Sears Holdings (NASDAQ:SHLD), as you may know, was created in the early 2000's by current CEO Edward Lampert via the merger of Sears and Kmart. Mr. Lampert also happens to own more than 50% of the company's shares. He has been trying for years to turn the business around in hopes of generating a profit for the company and its shareholders. Surprisingly, Lampert's latest move appears to have nothing at all to do with retailing; it has a great deal more to do with making the most out of the company's actual real estate.

Something must be done
Arguably, Sears Holdings has been in serious trouble for years. Revenue fell from approximately $41.6 billion in fiscal 2011 to $36.2 billion in fiscal 2013, which ended in February.

Over this period, the losses racked up by the troubled retailer have been enormous. For instance, in fiscal 2011 Sears produced a staggering $3.1 billion loss. In fiscal 2012 it lost $930 million. And just when investors thought the company might be turning things around, it yielded a loss of approximately $1.4 billion in fiscal 2013.

Clearly, something must be done -- and fast -- to slow these losses; otherwise Sears may find itself in bankruptcy. By glancing at the table below, it is quite obvious that Sears Holdings needs to make some big changes to future business strategies if it plans to earn the type of profits that competitors Macy's (NYSE:M) and Dillard's (NYSE:DDS) continue to earn.

Company Name

FY 2011 Net Income

FY2012 Net Income

FY2013 Net Income

Sears Holdings

($3.14 billion)

($930 million)

($1.365 billion)

Dillard's

$179.62 million

$463.91 million

$335.6 million

Macy's

$1.26 billion

$1.34 billion

$1.49 billion

A different kind of sale
Sears Holdings' recent moves have led customers to wonder if the company wants to be a department store anymore. On April 4, the company will spin off its Lands' End clothing line into a separate company. Sears Holdings' shareholders will receive 0.3 shares of Lands' End for every share of Sears Holdings that they own. This brand, one of the reasons customers still shop at Sears stores, will cease operating under the Sears umbrella and start making decisions on its own.

This move, however, is just the tip of the iceberg. Not only is Sears eliminating its clothing brands, but it is doing something more drastic: selling stores and cutting down on retail space. This process is just starting. But Foolish investors can simply go to a newly created website, designed by Sears Holdings, to get a picture of what the company has in mind.

**TASKS FOR THIS EXERCISE:**
• A. In the Sears Holdings article, how many Lands' End shares will Sears Holdings shareholders receive for each Sears Holdings share they own?
• B. From the Sears Holdings article, write out the passage starting with "This move, however, is" and going on through "has in mind.".

**DATASET SECTION:**

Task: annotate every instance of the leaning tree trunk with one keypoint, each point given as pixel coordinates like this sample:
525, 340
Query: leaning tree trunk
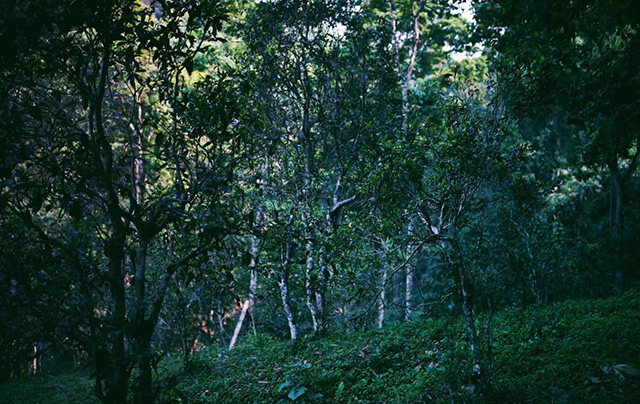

**EXERCISE ANSWERS:**
• A. 0.3 shares of Lands' End

• B.
This move, however, is just the tip of the iceberg. Not only is Sears eliminating its clothing brands, but it is doing something more drastic: selling stores and cutting down on retail space. This process is just starting. But Foolish investors can simply go to a newly created website, designed by Sears Holdings, to get a picture of what the company has in mind.